Object position labeling entries

#####

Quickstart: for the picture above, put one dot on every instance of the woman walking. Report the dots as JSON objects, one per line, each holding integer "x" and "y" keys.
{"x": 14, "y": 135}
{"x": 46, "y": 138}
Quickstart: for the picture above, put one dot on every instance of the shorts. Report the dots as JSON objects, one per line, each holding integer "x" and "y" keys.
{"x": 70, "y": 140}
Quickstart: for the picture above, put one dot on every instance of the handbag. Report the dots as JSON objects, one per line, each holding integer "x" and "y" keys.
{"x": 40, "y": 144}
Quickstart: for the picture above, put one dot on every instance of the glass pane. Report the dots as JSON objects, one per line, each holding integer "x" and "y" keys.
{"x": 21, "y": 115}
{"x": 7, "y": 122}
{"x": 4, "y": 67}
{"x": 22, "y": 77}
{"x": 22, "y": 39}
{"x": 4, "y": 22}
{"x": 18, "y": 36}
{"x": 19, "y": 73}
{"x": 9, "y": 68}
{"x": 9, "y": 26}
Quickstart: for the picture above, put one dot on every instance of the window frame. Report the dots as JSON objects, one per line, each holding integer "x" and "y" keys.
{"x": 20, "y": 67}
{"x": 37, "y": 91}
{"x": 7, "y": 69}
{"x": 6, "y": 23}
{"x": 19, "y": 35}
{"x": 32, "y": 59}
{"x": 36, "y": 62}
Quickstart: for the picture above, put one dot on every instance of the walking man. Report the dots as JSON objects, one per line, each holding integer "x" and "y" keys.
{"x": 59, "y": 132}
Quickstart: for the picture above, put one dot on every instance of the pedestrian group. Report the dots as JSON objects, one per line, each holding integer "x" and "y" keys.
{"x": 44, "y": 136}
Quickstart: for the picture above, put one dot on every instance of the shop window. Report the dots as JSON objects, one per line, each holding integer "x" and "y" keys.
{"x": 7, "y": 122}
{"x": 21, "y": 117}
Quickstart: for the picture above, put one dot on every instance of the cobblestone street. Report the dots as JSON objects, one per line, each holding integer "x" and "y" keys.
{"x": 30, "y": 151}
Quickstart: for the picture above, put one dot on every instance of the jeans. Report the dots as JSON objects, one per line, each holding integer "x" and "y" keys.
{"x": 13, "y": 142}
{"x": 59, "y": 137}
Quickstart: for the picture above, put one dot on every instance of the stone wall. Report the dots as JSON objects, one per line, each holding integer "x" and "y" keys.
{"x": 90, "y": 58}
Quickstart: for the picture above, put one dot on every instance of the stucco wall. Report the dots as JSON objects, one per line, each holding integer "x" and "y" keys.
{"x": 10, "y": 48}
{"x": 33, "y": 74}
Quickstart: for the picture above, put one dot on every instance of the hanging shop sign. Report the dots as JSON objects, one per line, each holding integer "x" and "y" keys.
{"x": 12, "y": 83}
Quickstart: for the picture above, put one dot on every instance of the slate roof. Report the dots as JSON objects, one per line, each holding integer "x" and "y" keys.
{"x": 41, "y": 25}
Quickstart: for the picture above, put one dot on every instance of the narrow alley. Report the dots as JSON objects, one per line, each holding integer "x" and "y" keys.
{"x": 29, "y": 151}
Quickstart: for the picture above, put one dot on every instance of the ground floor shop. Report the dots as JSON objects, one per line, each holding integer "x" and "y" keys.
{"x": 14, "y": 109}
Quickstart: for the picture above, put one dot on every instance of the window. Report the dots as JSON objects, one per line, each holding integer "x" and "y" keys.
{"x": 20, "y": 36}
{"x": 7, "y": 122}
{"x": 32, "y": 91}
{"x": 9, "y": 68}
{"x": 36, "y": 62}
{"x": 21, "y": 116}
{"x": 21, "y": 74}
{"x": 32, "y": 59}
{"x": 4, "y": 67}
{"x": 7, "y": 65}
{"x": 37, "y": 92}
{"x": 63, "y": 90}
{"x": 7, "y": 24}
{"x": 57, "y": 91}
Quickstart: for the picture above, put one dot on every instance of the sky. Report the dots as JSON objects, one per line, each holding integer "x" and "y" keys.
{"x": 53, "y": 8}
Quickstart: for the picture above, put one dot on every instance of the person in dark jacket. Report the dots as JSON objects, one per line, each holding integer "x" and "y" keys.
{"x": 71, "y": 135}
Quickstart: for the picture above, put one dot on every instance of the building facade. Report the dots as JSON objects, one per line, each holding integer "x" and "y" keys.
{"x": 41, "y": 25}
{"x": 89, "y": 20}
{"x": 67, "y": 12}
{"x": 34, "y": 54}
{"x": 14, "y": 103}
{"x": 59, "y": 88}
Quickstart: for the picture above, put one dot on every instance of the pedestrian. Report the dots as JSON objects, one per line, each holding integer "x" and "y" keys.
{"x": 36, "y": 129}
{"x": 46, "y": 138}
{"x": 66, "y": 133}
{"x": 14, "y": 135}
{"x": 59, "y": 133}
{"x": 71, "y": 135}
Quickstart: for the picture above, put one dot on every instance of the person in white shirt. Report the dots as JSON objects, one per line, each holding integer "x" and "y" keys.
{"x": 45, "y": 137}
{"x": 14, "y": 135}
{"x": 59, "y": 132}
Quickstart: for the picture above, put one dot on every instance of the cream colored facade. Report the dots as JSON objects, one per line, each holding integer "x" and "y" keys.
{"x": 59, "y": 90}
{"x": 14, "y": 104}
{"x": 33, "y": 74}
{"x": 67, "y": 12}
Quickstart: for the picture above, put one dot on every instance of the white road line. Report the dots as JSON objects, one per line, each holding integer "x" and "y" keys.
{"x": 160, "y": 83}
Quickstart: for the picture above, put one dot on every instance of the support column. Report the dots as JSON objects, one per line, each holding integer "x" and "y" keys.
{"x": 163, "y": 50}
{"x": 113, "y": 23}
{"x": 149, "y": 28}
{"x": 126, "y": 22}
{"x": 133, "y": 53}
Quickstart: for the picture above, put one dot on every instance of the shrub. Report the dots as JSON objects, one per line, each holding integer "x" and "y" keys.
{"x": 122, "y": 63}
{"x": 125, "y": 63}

#####

Give again, word for word, every line from the one holding "person in dark" to the end of the data.

- [Result for this exercise]
Quickstart: for the picture above, put one dot on every instance of the person in dark jacket. Report the dots as JSON objects, one per line, each holding integer "x" and "y" keys.
{"x": 71, "y": 135}
Quickstart: for the picture above, put one dot on every instance of the building facade. Report the dots as JSON objects, one per line, each holding integer "x" and "y" keys.
{"x": 41, "y": 25}
{"x": 89, "y": 20}
{"x": 67, "y": 12}
{"x": 34, "y": 54}
{"x": 14, "y": 103}
{"x": 59, "y": 88}
Quickstart: for the picture above, put one dot on every instance of the pedestrian. Report the dots as JSON objects, one per line, each holding integer "x" and "y" keys.
{"x": 36, "y": 129}
{"x": 46, "y": 138}
{"x": 66, "y": 133}
{"x": 14, "y": 135}
{"x": 59, "y": 133}
{"x": 71, "y": 135}
Quickstart: for the picture above, put one dot on every instance of the person in white shirt. Report the dots as JSON objects, one per line, each holding integer "x" and "y" keys.
{"x": 45, "y": 137}
{"x": 14, "y": 135}
{"x": 59, "y": 132}
Quickstart: for the picture above, put one dot on every instance of the cream colored facade. Report the dots as JSON objects, one per line, each holding integer "x" and "y" keys.
{"x": 59, "y": 90}
{"x": 14, "y": 104}
{"x": 33, "y": 74}
{"x": 67, "y": 12}
Quickstart: for the picture above, put one dot on every instance of the white road line. Report the dots as JSON objects, one per line, each holding integer "x" and "y" keys.
{"x": 160, "y": 83}
Quickstart: for the picture above, put one dot on every instance of the support column. Report the dots as JSON objects, one per line, each holding integer "x" and "y" keys.
{"x": 163, "y": 50}
{"x": 113, "y": 23}
{"x": 149, "y": 28}
{"x": 126, "y": 22}
{"x": 133, "y": 53}
Quickstart: for the picture above, put one dot on every instance of the shrub. Report the dots as JSON objects, one per line, each holding integer "x" and "y" keys.
{"x": 122, "y": 63}
{"x": 125, "y": 63}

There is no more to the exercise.